═══ Data entries ═══
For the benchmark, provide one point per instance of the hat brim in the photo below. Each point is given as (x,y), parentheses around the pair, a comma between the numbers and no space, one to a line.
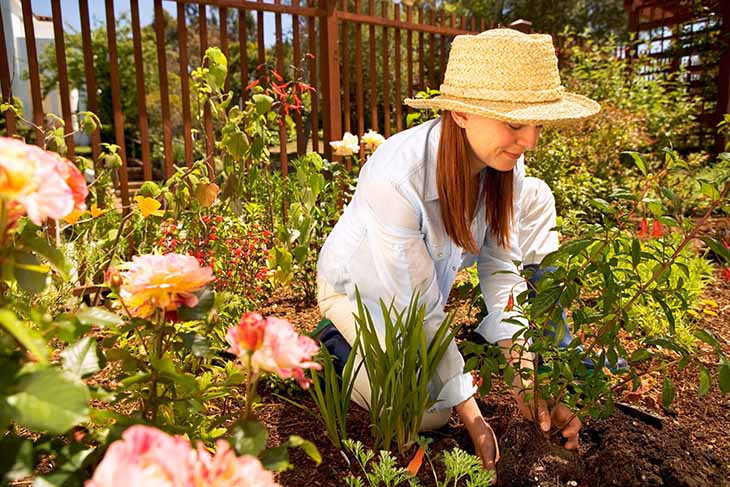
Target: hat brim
(570,108)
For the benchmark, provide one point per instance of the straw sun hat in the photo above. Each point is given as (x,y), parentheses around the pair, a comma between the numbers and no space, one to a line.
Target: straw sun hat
(507,75)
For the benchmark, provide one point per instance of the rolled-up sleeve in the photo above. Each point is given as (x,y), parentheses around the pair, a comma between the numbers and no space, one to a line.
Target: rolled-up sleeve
(499,276)
(402,266)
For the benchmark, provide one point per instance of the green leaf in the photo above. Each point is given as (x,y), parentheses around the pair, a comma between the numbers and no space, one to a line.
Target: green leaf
(17,459)
(200,311)
(638,161)
(718,248)
(41,247)
(640,355)
(99,317)
(81,358)
(709,190)
(197,344)
(705,381)
(263,103)
(29,273)
(723,377)
(276,459)
(667,393)
(635,252)
(307,446)
(50,401)
(30,338)
(249,438)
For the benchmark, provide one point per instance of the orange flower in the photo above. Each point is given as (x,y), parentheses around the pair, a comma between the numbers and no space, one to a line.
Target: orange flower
(162,282)
(148,206)
(510,302)
(96,211)
(73,217)
(656,229)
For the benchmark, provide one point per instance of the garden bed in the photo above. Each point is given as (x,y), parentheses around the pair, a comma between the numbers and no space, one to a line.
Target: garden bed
(690,446)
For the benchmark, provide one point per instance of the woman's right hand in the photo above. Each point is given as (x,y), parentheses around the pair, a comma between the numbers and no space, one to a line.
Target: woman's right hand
(560,417)
(484,439)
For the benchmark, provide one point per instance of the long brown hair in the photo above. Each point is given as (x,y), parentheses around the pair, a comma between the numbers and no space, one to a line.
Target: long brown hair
(458,190)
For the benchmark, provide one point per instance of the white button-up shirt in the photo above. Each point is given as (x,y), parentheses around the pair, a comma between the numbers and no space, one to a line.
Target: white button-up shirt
(391,242)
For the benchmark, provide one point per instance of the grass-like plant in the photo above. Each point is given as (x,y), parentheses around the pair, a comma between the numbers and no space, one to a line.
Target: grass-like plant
(332,393)
(399,369)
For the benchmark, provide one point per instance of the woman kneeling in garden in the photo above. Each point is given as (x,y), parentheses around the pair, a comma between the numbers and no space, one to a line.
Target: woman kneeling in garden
(449,193)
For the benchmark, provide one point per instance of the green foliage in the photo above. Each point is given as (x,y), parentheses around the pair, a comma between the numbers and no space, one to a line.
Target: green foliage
(617,282)
(332,393)
(399,369)
(638,113)
(461,465)
(315,192)
(381,472)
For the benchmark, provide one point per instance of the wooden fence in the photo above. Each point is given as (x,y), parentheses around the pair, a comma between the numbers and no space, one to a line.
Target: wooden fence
(425,35)
(680,34)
═══
--- What is asked ---
Copy everything in the records above except the pictures, exactly as written.

--- Response for this exercise ---
For the benchmark, provide one point per instance of the hat brim in the photo below. Each point is given as (x,y), parentheses around the pair, a comma between the numbers and no space, one to a line.
Target: hat brim
(570,108)
For the benchmark, provide one point per instance of the straw sun hat in the photo above. Each point is given as (x,y), parentheses around the pair, a comma between the numbers and no space, one to a line.
Target: straw sun hat
(507,75)
For the benchmark, provide one point per instance of the rolled-up sleeve in the photo above. Each point is given as (x,y), parentheses around the pair, a comma between the numbers and no space, one to a line.
Target: rolled-up sleeve
(499,276)
(402,266)
For the benchmark, provide one point per instance of the green leaf in the photo above. Each point is given as (x,y), parentheses around the pair, a comma between the numbers and no space, one to a line.
Target: green leaf
(17,459)
(200,311)
(638,161)
(718,248)
(41,247)
(640,355)
(99,317)
(81,358)
(709,190)
(197,344)
(705,381)
(263,103)
(29,273)
(723,377)
(276,459)
(667,393)
(635,252)
(307,446)
(50,401)
(30,338)
(249,438)
For the benchmark, provide one point per instance of the orange flower in the photo above. Each point is given as (x,y), parentheses around the pair, a comma between the numbers and no space, one to a line.
Target: orange flower
(162,282)
(148,206)
(510,302)
(96,211)
(73,217)
(656,229)
For the benchmark, provide one point per instance of the garden bed in the photo above. Each point is given as (x,y), parentheses around the pair, a comma between the numbers and no space, one to a line.
Target: garden bed
(690,446)
For the benchmark, provide one point per instance of the woman's right hand in the photo above. Each point is given as (x,y), parentheses around the pair, a comma between the numbers and no space, one to a line.
Target: woman's right hand
(560,417)
(484,439)
For the benchmark, provide one point per instance of the long brown hair in the photo above. Each point is given as (x,y), parentheses around the pair, a comma between the numbers and no space, one to a line.
Target: long brown hair
(458,190)
For the benchmark, provide one point per instance of the white button-up shirt in the photo above. Each point is given as (x,y), parentheses around the pair, a comma between the numbers and no space, one to a line.
Target: white button-up shirt
(391,242)
For the benchmark, provide one point per instance of the grass-like plant in the photo above. Each point is given as (x,y), parentheses around the pair, a comma between the numbers and no space, one to a line.
Target: grass-like plant
(332,393)
(399,369)
For the benchmark, provide one point per instance of the woman kneeling in garden in the photo above. Each point is given as (x,y), parentheses around the pair, a comma between the numbers and no space, one to a line.
Target: woman kneeling in garden
(449,193)
For the benchmark, provide one point per instance of the green foliage in the photo above. Each point is given as (x,y), parentheses around the pair, a comma between the numbers and no space, one to a line.
Target: green foliage
(617,282)
(332,393)
(399,369)
(638,113)
(461,465)
(315,192)
(381,472)
For the benchmark, provide one point per instance of the wooden fence in the photo above. Each point is given as (x,y), parentheses around the pair, a comma between the numbers and no space, one to a line.
Target: wooden fence
(425,35)
(680,34)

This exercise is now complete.